═════ Records supplied ═════

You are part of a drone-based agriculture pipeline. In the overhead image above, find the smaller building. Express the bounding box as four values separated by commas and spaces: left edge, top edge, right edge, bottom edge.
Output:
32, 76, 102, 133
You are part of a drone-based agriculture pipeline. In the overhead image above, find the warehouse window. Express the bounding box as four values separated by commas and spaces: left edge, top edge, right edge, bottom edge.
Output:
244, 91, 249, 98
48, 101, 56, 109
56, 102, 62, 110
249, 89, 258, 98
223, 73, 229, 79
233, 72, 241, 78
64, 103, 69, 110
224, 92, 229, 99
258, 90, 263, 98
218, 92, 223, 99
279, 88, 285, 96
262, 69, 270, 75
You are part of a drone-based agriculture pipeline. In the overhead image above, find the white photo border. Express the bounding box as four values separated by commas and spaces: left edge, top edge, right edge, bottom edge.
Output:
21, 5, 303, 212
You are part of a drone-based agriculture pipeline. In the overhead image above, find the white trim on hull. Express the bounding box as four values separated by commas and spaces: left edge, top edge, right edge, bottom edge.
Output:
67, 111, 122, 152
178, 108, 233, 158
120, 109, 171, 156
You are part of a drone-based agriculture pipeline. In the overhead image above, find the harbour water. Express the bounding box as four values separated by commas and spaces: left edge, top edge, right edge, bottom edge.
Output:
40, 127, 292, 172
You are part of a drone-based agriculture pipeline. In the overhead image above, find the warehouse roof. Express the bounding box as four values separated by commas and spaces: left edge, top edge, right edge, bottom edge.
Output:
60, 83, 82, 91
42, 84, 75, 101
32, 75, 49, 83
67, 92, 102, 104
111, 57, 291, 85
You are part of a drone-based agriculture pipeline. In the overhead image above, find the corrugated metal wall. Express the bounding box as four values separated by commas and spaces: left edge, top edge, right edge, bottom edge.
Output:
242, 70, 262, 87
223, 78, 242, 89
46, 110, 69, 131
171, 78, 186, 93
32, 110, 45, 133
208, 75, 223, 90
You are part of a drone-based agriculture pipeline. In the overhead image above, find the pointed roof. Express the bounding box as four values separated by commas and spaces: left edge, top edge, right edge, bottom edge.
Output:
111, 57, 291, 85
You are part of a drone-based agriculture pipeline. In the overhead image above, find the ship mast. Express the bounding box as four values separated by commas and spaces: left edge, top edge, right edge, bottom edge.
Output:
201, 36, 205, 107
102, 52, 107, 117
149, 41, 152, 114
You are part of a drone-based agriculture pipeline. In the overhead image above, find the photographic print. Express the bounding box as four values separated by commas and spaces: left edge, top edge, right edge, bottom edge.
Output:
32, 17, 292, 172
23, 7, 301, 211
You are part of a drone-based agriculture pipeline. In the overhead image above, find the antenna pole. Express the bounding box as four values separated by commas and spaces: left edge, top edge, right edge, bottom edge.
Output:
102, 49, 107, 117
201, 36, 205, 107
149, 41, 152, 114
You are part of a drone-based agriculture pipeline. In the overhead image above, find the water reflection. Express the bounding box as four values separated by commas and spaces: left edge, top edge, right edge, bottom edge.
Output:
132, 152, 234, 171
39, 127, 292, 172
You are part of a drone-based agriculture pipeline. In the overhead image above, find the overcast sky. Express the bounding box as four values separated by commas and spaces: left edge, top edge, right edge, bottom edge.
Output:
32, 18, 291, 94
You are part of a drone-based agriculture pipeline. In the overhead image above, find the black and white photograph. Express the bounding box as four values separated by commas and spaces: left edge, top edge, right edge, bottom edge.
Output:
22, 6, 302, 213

═════
═════ Records supplied ═════

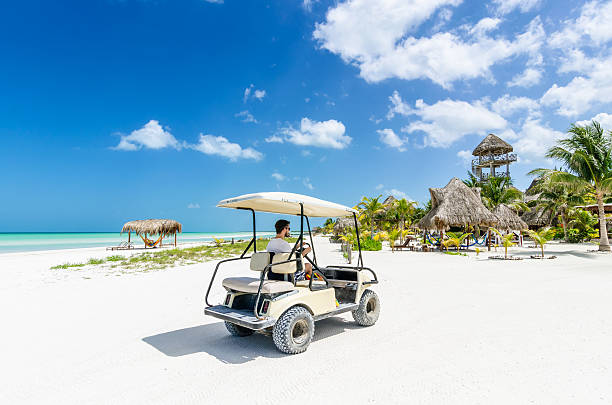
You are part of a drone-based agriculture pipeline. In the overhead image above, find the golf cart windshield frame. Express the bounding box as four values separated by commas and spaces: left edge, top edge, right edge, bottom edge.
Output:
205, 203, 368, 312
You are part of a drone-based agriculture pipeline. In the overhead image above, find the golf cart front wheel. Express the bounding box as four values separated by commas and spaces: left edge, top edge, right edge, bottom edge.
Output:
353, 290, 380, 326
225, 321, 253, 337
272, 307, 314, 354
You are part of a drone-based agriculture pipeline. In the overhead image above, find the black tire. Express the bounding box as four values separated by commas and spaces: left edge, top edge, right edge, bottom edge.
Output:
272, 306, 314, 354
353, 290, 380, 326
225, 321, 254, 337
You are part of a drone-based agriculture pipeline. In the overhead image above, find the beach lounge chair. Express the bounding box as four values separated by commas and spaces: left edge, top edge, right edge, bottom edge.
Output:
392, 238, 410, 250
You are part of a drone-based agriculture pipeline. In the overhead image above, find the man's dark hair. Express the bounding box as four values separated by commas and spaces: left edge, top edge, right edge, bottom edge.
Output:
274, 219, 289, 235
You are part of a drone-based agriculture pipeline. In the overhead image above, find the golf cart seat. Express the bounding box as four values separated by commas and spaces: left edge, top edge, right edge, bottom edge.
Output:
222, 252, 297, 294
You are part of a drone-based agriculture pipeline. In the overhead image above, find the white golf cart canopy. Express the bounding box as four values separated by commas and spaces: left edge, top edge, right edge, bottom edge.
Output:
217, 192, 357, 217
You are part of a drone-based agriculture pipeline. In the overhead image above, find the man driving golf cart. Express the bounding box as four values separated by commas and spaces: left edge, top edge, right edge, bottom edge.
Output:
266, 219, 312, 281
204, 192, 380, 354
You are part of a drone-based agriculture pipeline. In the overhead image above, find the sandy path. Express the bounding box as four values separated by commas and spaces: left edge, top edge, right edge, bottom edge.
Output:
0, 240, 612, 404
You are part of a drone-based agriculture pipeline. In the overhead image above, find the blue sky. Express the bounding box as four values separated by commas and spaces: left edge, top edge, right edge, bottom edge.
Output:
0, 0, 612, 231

═════

**Task directions**
Extract the lines running from the line with "find the photographic" up to and including the line with "23, 7, 301, 211", and reproduce them without any change.

**Written solution**
You are part of a drone-based agriculture pipeline. In the overhead image above, find the photographic print. Express the bounding box as four values separated by commas and spaces: left edge, top edge, right edge, bottom edge.
Output:
32, 17, 292, 172
23, 7, 301, 211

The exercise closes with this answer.